Texto fornecido —
>>>>

Mayara Araújo Dias Carlos

Entenda a síndrome

A síndrome de insensibilidade androgênica, ou síndrome de Morris, ocorre quando a mulher nasce com a formação cromossômica que determina o gênero como 46XY (masculino) ao invés de 46XX (feminino). Na síndrome, há a incapacidade total ou parcial das células para responder aos andrógenos, como a testosterona.

Para que se forme alguém com fenótipo (características externas) masculino, é preciso ter testículos e produção de testosterona, mas só isso não basta. É necessário, ainda, que o corpo tenha também um receptor para a testosterona em funcionamento —o que não ocorre com pessoas que têm a síndrome, explica Ubirajara Barroso Jr., urologista chefe da divisão de cirurgia urológica do Hospital da Universidade Federal da Bahia.

"No caso da insensibilidade androgênica, existe a testosterona, só que o receptor não é sensível", explica Ubirajara Barroso Jr.

Como não há sensibilidade, a testosterona não tem efeito e, se ela não tem efeito, tudo aquilo que deriva dela não vai existir, como o pênis. Se não se forma o pênis, se forma a vagina. [Na síndrome] A aparência, o fenótipo é feminino, mas a formação cromossômica é masculina.

<<<<

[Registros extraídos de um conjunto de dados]
>>>>

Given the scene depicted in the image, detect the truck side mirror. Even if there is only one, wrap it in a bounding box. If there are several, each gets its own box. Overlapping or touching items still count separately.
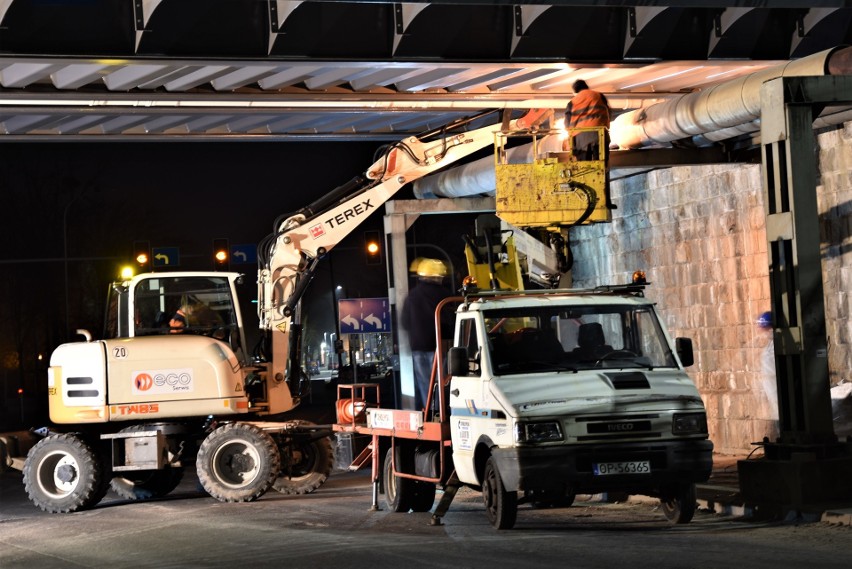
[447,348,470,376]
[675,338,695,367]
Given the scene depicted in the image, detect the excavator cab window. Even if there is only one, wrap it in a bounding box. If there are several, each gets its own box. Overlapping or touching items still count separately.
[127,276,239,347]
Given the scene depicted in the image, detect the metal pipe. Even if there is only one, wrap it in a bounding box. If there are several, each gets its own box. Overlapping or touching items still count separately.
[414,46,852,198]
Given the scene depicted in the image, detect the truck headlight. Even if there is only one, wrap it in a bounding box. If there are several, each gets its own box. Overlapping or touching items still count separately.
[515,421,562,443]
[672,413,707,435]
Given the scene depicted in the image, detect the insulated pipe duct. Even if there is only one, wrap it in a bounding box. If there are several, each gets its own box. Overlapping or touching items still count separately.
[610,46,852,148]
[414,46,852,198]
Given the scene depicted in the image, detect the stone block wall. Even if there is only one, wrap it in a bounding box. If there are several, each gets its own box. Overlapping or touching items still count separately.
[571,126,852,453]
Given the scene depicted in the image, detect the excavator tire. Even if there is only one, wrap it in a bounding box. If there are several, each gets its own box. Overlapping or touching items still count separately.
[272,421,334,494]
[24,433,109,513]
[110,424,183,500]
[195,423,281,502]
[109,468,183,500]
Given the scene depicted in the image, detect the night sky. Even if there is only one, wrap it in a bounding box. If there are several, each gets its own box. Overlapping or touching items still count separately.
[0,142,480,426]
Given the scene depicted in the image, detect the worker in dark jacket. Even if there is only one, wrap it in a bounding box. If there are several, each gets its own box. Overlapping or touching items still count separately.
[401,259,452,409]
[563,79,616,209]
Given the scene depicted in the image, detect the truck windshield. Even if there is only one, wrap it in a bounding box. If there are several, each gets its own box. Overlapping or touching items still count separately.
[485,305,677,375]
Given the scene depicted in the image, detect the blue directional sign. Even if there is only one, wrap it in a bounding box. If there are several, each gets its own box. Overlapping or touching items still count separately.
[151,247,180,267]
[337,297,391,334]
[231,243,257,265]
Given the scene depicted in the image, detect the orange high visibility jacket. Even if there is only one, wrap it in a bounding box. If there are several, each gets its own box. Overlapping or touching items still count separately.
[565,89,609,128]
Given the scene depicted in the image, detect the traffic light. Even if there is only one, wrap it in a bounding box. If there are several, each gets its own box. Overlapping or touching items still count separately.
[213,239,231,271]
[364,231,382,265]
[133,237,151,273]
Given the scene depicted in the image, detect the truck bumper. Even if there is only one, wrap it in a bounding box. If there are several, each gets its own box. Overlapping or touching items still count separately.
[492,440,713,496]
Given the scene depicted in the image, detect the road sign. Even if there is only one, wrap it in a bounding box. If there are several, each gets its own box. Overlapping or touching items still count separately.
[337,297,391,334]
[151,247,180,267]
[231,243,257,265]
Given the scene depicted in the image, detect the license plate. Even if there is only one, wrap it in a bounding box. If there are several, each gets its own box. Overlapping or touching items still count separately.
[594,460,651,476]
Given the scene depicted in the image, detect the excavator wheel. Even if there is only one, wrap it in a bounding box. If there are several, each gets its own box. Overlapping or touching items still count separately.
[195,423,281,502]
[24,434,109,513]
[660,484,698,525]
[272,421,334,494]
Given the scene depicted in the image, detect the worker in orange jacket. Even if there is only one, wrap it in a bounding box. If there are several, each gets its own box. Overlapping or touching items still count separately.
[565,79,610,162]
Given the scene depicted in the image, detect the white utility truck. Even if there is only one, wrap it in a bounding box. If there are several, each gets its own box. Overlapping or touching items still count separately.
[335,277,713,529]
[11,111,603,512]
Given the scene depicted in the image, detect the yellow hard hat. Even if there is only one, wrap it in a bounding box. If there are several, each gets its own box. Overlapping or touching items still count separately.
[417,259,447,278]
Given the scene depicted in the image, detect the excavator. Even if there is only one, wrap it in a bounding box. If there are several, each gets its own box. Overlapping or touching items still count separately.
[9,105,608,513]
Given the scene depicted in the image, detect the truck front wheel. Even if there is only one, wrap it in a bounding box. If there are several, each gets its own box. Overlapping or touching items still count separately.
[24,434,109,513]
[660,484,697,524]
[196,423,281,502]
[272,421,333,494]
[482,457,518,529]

<<<<

Tarefas —
**1.** Liste tudo o que o texto sobre a síndrome de insensibilidade androgênica aponta como necessário para que se forme alguém com fenótipo masculino.
**2.** Transcreva do texto sobre a síndrome de insensibilidade androgênica o trecho entre "A síndrome de" e "como a testosterona.", inclusive.

Respostas —
**1.**
- testículos
- produção de testosterona
- um receptor para a testosterona em funcionamento

**2.**
A síndrome de insensibilidade androgênica, ou síndrome de Morris, ocorre quando a mulher nasce com a formação cromossômica que determina o gênero como 46XY (masculino) ao invés de 46XX (feminino). Na síndrome, há a incapacidade total ou parcial das células para responder aos andrógenos, como a testosterona.